» **Brano selezionato**
☆ ☆ ☆

Lo schianto, quel fragore che ovunque lo insegue al pari di un mostro assetato di sangue, giunge improvviso. Ferito a morte, il piccolo scafo si sfascia mentre l’acqua inizia a penetrare nella stiva dove in molti, troppi, hanno cercato rifugio. Il buio inizia a ghermire l’anima e l’acqua i polmoni. Trattieni il respiro, Deepesh, trattienilo all’infinito, dai che ce la fai, in fin dei conti tu hai una lunga frequentazione con la morte. Non cedere trattieni, non badare agli altri, non guardare il bianco dei loro occhi che esplode nel nero della notte. Trattieni la vita piccolo uomo, non aprire i tuoi polmoni, no non tentare di respirare! NO! Ed il nero, spumante e denso catrame, spalanca le fauci e ingoia, spezza, annichilisce, ghermisce il respiro e lo accartoccia nel sibilo atroce della resa alla morte.
Che la piú piccola parte di pelle sia protetta.
Che nulla possa sfiorare il bozzolo nel quale cerchi rifugio e calore.
Il silenzio ti sia amico e plachi il battito veloce, annienti le visioni e ti ripari.
Che anche la piú piccola parte di pelle sia protetta,
tenuta a miglia di distanza dall’abisso della perdita.

☆ ☆ ☆

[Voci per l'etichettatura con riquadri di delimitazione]

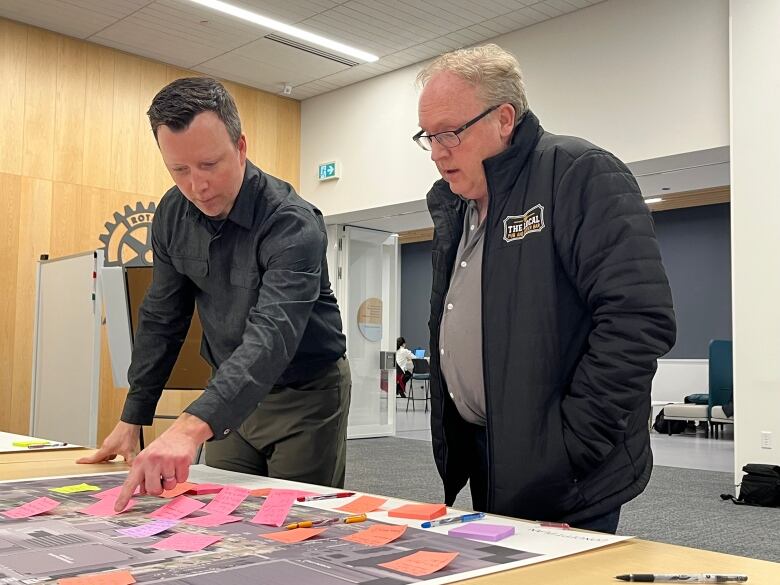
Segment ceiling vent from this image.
[265,34,360,67]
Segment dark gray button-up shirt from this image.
[439,201,487,426]
[121,161,346,439]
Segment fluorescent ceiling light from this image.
[184,0,379,63]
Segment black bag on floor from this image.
[653,408,686,435]
[720,463,780,508]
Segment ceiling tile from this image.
[0,0,150,39]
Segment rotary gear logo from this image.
[100,201,157,266]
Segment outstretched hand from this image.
[114,414,212,512]
[76,421,141,464]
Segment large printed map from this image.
[0,474,539,585]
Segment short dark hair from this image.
[146,77,241,144]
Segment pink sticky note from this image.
[118,520,179,538]
[379,550,458,577]
[0,498,60,519]
[336,496,387,514]
[152,532,222,552]
[203,485,249,516]
[184,514,243,528]
[447,522,515,542]
[79,496,137,516]
[341,524,406,546]
[249,488,317,498]
[149,496,206,520]
[250,491,295,526]
[387,504,447,520]
[187,483,225,496]
[89,485,141,500]
[57,571,135,585]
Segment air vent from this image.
[265,34,360,67]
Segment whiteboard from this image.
[30,251,102,446]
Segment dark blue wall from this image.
[653,203,731,359]
[401,242,433,353]
[401,203,731,359]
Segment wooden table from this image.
[0,449,780,585]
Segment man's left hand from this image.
[114,413,212,512]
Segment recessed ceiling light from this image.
[184,0,379,63]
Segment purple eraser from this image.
[447,522,515,542]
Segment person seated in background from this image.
[395,337,414,398]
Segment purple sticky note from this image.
[117,519,179,538]
[447,522,515,542]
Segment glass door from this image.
[334,226,401,438]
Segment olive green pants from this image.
[206,358,352,488]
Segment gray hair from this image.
[146,77,241,144]
[417,44,528,123]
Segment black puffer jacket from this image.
[428,112,675,522]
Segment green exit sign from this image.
[318,161,341,181]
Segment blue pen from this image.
[421,512,485,528]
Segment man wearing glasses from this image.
[413,45,675,533]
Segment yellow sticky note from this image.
[49,483,100,494]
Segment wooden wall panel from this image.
[0,174,22,429]
[0,19,27,176]
[274,99,302,190]
[9,177,52,429]
[111,53,141,193]
[138,61,173,197]
[22,28,59,179]
[249,94,281,178]
[83,44,118,189]
[0,19,300,439]
[52,37,87,184]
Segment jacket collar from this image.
[185,159,262,230]
[482,110,544,195]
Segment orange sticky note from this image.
[379,550,458,577]
[336,496,387,514]
[387,504,447,520]
[341,524,406,546]
[160,481,197,498]
[57,571,135,585]
[260,527,327,544]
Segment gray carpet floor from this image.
[346,437,780,562]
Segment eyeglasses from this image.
[412,104,501,150]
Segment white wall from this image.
[651,359,709,402]
[301,0,729,215]
[730,0,780,481]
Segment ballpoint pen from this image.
[296,492,355,502]
[27,443,68,449]
[285,514,368,530]
[420,512,485,528]
[615,573,747,583]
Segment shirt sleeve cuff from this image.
[119,396,155,426]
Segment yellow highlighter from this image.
[285,514,368,530]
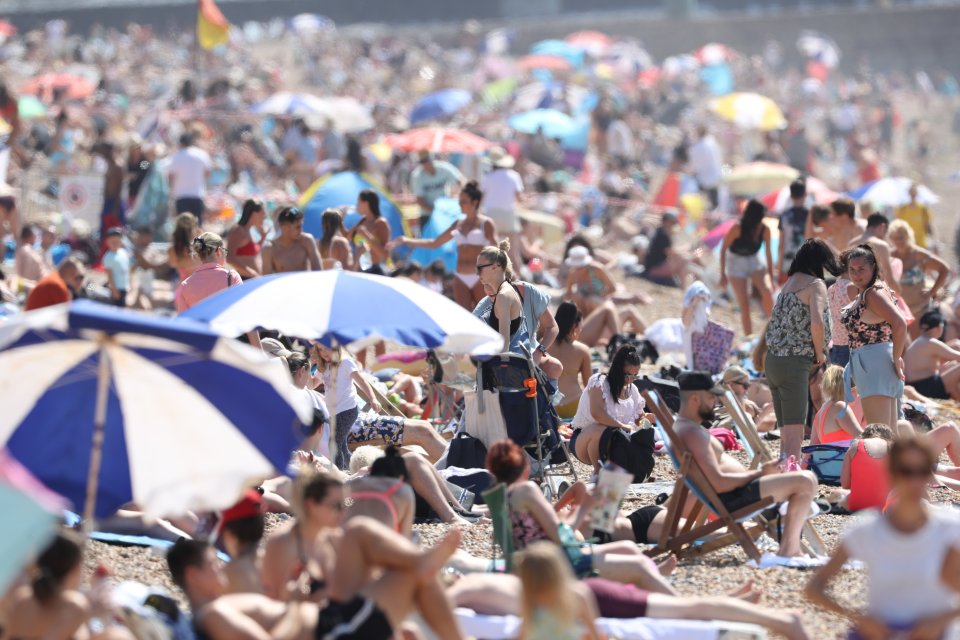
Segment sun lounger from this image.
[456,609,767,640]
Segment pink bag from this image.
[690,320,733,375]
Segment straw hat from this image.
[563,247,593,268]
[489,147,516,169]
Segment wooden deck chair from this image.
[643,391,774,563]
[483,482,513,573]
[720,386,773,469]
[720,388,827,556]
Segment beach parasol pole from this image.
[83,336,110,533]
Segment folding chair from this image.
[643,391,775,563]
[720,387,773,469]
[482,482,513,573]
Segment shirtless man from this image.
[673,371,817,557]
[14,225,47,287]
[167,516,463,640]
[263,207,322,275]
[903,311,960,400]
[847,213,900,295]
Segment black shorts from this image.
[314,596,393,640]
[717,479,760,513]
[627,505,665,544]
[907,373,950,400]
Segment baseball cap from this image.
[220,489,263,529]
[723,365,750,384]
[677,371,723,396]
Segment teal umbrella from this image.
[0,449,63,593]
[17,96,47,120]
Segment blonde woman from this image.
[516,542,606,640]
[810,364,863,444]
[887,220,950,338]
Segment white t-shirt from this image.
[571,373,646,429]
[323,358,359,414]
[841,507,960,638]
[480,169,523,211]
[167,147,213,199]
[690,135,723,189]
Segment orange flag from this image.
[197,0,230,49]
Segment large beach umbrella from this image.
[0,300,312,523]
[760,176,840,215]
[304,96,376,133]
[384,127,493,153]
[530,40,583,67]
[184,270,503,355]
[849,177,940,207]
[251,91,324,116]
[723,162,800,196]
[0,449,65,593]
[517,54,573,71]
[299,171,406,238]
[710,93,787,131]
[563,31,613,56]
[507,109,577,138]
[410,89,471,124]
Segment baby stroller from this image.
[478,352,577,499]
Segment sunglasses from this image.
[477,262,497,275]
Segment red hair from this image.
[486,439,527,484]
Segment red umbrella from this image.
[384,127,493,153]
[20,73,97,102]
[517,55,573,71]
[564,31,613,55]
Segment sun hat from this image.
[563,246,593,267]
[488,147,516,169]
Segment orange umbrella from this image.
[20,73,97,102]
[384,127,493,153]
[517,55,573,71]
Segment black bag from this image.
[600,427,654,483]
[447,432,487,469]
[633,376,680,413]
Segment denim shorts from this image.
[727,251,763,278]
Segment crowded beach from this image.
[0,6,960,640]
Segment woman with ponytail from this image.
[227,199,267,280]
[477,240,526,353]
[3,531,90,640]
[840,244,907,426]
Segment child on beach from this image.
[516,541,606,640]
[313,344,381,471]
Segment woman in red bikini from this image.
[227,200,267,280]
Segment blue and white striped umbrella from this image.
[0,301,312,522]
[184,271,503,355]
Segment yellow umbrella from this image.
[723,162,800,196]
[710,93,787,131]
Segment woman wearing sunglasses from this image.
[806,438,960,640]
[570,345,646,469]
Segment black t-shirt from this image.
[643,227,673,271]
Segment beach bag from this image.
[801,444,850,487]
[691,320,733,375]
[447,432,487,469]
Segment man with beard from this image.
[673,371,817,557]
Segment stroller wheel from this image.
[540,482,559,502]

☆ ☆ ☆

Riproduci parola per parola la parte del brano sul naufragio che si apre con le parole contenenti "Il silenzio ti" e si chiude con "dall’abisso della perdita.".

Il silenzio ti sia amico e plachi il battito veloce, annienti le visioni e ti ripari.
Che anche la piú piccola parte di pelle sia protetta,
tenuta a miglia di distanza dall’abisso della perdita.